** Start **
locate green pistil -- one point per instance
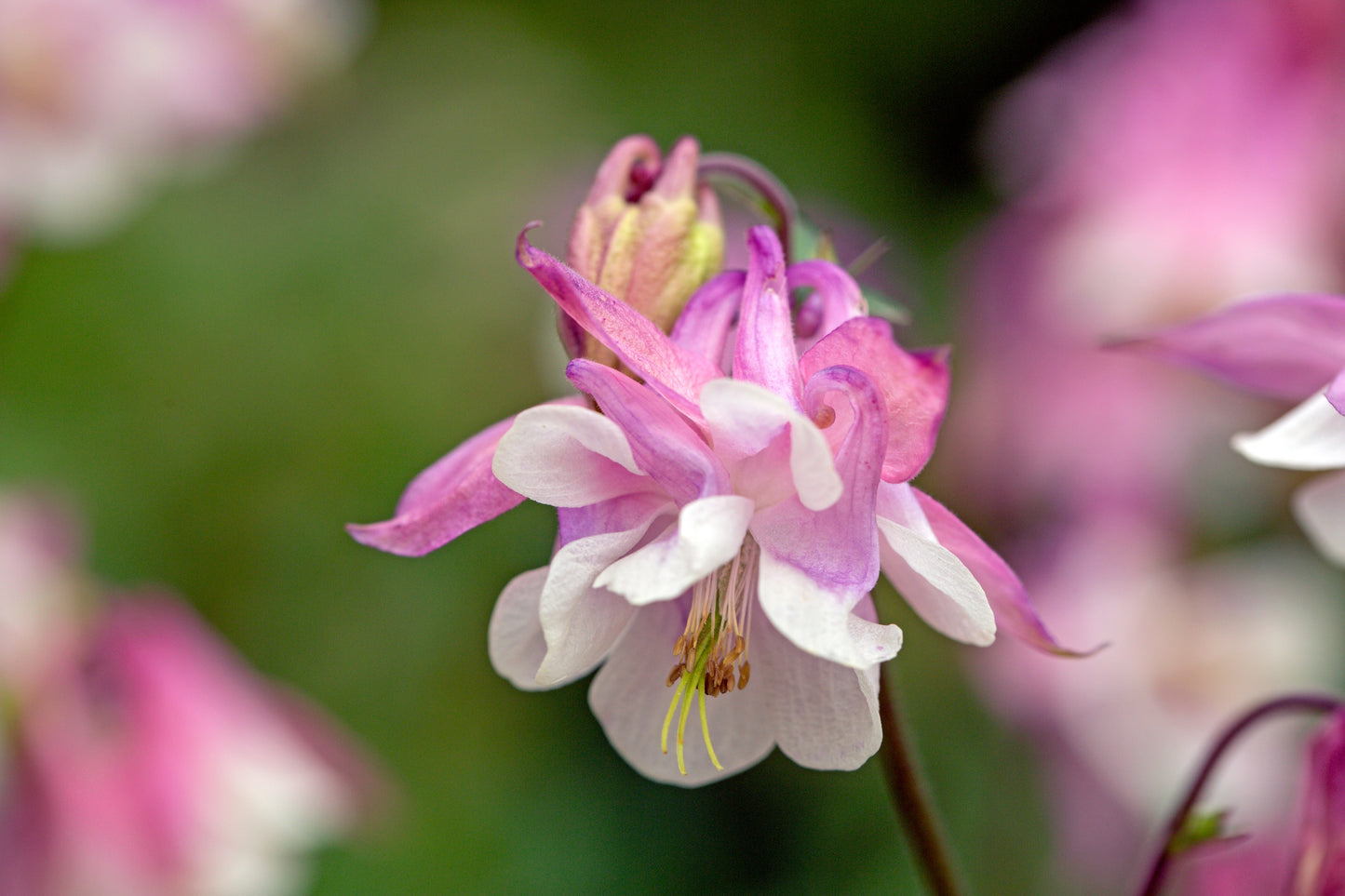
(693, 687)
** End **
** Start **
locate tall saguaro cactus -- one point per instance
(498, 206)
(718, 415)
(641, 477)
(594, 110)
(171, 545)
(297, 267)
** End **
Gather every line of the material above that contains the string "instance", matching case exactly.

## Solution to the problem
locate green pistil -- one point per instance
locate tall saguaro cactus -- one point per instance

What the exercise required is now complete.